Samsung on Wednesday introduced a device called the Eyelike fundus camera that is designed to transform older Galaxy smartphones into ophthalmic equipment that can help diagnose eye diseases. The new device is developed under the Galaxy Upcycling programme that aims to repurpose older Galaxy smartphones into medical diagnosis cameras. Samsung also expanded its Galaxy Upcycling programme to India as well as Vietnam, Morocco, and Papua New Guinea. The programme was introduced in South Korea back in 2017 to utilise older phones.
The Eyelike handheld fundus camera connects to a lens attachment and uses an artificial intelligence (AI) algorithm on older Samsung Galaxy smartphones to analyse and diagnose the images for ophthalmic diseases. It connects to an app to capture patient data and suggest a treatment regimen.
Since the fundus camera uses an existing Galaxy smartphone as its brain for screening patients, it is touted to help offer diagnoses at a fraction of the cost of commercial instruments.
Samsung claims that the fundus camera can screen patients for conditions that may lead to blindness, including diabetic retinopathy, glaucoma, and age-related macular degeneration. The company has worked with the International Agency for the Prevention of Blindness (IAPB) and Yonsei University Health System (YUHS) in Korea to develop the device under its Galaxy Upcycling programme. Additionally, Samsung R&D Institute India-Bangalore (SRI-B) contributed to building the software for the fundus camera.
“The combination of using multiple optical technologies and artificial intelligence, coupled with camera performance of a Galaxy smartphone, created an affordable medical device that was just as capable as a fundus camera used by medical professionals. This not only solved a health issue, but a growing environmental concern as well,” said Dr. Sangchul Yoon of Yonsei University Health System, in a prepared statement.
The Eyelike fundus camera was first showcased at Samsung Developer Conference in 2019. It was prototyped in Vietnam in 2018 and since then, the device is claimed to have benefited more than 19,000 residents. In 2019, Samsung supplied 90 portable ophthalmoscopes to health professionals operating in remote regions of the country.
In addition to Vietnam, Samsung is expanding the Galaxy Upcycling programme to India, Morocco, and Papua New Guinea. The company is also broadening the capabilities of the medical camera development to new screening areas, including using upcycled Galaxy devices to create smartphone-based portable colposcopes to screen for cervical cancer and improve women’s accessibility to quality health care.
“This programme embodies Samsung’s belief that technology can enrich people’s lives and help us build a more equitable and sustainable future for all,” said Sung-Koo Kim, Vice President, Sustainability Management Office, Mobile Communications Business at Samsung Electronics.
The Galaxy Upcycling programme is a part of Samsung’s commitment to support the 2030 Agenda for Sustainable Development. The company also in January brought the Galaxy Upcycling at Home that is meant to make older phones reusable as connected devices.

=== GIVEN ENTRIES ===
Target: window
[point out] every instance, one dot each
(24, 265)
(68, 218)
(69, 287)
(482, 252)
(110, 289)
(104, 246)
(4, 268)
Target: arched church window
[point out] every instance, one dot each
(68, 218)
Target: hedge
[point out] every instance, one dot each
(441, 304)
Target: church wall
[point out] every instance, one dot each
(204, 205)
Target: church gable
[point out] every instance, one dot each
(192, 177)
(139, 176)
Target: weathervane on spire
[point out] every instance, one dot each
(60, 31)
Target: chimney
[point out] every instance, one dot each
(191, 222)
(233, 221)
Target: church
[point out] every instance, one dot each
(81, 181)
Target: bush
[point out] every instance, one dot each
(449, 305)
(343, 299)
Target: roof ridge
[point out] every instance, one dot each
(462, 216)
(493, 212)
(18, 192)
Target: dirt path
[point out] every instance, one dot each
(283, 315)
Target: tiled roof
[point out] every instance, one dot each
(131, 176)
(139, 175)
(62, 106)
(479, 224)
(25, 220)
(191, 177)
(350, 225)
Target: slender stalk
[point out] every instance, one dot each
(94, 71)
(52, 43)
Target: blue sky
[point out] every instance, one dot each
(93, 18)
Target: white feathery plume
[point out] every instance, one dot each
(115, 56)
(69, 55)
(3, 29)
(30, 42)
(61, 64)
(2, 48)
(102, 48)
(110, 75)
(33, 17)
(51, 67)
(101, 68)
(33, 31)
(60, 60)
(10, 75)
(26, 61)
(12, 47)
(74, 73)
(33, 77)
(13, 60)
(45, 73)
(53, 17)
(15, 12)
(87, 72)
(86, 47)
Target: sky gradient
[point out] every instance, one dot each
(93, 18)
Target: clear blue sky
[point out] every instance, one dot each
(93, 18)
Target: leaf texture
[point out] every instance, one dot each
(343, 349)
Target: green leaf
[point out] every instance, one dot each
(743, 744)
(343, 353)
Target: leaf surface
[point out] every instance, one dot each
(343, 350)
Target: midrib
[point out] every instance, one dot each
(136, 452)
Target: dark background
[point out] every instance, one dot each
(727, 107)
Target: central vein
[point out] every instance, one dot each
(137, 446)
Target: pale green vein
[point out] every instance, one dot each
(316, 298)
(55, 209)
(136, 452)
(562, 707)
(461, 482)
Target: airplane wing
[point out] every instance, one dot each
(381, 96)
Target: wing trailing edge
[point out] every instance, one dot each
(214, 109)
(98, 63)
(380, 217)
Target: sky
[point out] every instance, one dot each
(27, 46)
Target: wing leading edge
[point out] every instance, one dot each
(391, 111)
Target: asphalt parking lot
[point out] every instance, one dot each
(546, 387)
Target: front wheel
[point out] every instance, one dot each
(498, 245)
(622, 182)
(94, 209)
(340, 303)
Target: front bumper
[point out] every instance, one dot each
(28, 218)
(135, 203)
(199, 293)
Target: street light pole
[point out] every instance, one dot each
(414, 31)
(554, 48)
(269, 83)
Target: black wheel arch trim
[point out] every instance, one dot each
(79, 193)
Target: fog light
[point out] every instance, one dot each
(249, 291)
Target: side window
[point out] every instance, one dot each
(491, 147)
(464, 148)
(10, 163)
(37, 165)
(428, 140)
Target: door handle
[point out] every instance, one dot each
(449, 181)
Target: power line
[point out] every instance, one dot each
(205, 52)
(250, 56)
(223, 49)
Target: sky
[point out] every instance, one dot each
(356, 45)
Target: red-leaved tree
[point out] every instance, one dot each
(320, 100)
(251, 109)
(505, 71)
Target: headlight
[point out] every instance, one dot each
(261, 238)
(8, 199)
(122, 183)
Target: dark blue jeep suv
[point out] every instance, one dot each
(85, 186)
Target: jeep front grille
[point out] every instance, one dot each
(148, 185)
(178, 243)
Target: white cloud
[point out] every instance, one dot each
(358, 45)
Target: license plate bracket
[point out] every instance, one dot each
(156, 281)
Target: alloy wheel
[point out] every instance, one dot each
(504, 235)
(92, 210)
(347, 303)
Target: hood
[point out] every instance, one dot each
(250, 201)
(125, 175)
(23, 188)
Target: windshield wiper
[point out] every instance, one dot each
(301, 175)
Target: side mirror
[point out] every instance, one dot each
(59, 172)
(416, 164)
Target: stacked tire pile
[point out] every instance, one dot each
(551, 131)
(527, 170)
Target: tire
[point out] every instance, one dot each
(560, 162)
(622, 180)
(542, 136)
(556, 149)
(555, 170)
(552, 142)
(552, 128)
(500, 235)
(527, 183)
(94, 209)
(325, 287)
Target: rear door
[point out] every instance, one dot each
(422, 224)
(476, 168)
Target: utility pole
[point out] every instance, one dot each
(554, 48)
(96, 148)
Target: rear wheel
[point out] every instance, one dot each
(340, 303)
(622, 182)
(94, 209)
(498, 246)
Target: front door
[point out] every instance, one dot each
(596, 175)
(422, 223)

=== TASK DIRECTIONS ===
From the Samsung Eyelike article, please copy everything from "In addition to" down to "at Samsung Electronics.", swapping each "programme" for "initiative".

=== THE COMPLETED TASK ===
In addition to Vietnam, Samsung is expanding the Galaxy Upcycling initiative to India, Morocco, and Papua New Guinea. The company is also broadening the capabilities of the medical camera development to new screening areas, including using upcycled Galaxy devices to create smartphone-based portable colposcopes to screen for cervical cancer and improve women’s accessibility to quality health care.
“This initiative embodies Samsung’s belief that technology can enrich people’s lives and help us build a more equitable and sustainable future for all,” said Sung-Koo Kim, Vice President, Sustainability Management Office, Mobile Communications Business at Samsung Electronics.